** Entries shown follows **

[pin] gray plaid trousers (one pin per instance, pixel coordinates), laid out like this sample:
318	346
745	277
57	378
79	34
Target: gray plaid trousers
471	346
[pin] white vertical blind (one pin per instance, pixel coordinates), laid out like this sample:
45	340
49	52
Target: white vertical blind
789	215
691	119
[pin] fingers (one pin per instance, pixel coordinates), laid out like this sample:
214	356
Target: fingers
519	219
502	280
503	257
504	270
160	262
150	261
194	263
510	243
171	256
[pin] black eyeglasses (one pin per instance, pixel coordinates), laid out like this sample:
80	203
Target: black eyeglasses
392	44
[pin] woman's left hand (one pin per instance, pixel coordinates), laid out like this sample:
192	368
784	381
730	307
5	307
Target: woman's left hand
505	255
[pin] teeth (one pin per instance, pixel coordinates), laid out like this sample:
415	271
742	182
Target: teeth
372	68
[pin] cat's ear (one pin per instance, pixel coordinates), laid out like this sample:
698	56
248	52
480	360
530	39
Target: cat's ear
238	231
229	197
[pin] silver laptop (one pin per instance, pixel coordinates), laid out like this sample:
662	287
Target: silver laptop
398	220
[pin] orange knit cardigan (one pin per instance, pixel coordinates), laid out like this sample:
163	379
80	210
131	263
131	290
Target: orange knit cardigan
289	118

** End of Entries shown **

=== Problem to solve ===
Each line must be given again exactly as written above.

=== Result below ===
[pin] gray plaid trousers (one pin per instance, pixel coordinates), laid out like this sample:
318	346
745	277
57	378
79	34
Target: gray plaid trousers
471	346
[pin] white vertical blind (one pin per instance, pixel coordinates), laid out like this sample:
45	340
49	52
Target: white vertical blind
789	215
691	119
[pin] fingers (one pin per instance, pixel coordinates), laid out like this sample:
214	356
Target: fingers
519	219
502	280
503	257
504	270
160	262
150	261
194	263
510	243
171	256
[pin] black eyeglasses (one pin per instance, pixel coordinates), laid out like this sample:
80	203
Target: black eyeglasses
392	44
[pin] woman's left hand (one pin per instance, pixel coordinates), laid out like this sample:
192	368
784	381
730	307
5	307
Target: woman's left hand
505	255
[pin] teeth (one pin per instance, pixel coordinates), laid out like this sample:
415	271
742	182
Target: teeth
372	68
[pin] cat's ear (one pin per instance, pixel coordinates), laid out like this sample:
698	56
248	52
480	360
530	39
Target: cat's ear
238	231
229	197
[pin] silver laptop (one pin per instance, pixel coordinates), laid out like this sample:
662	287
Target: silver laptop
398	220
[pin] orange knit cardigan (one pin per instance, pixel coordinates), laid out like this sample:
163	379
80	210
131	263
131	290
Target: orange knit cardigan
289	118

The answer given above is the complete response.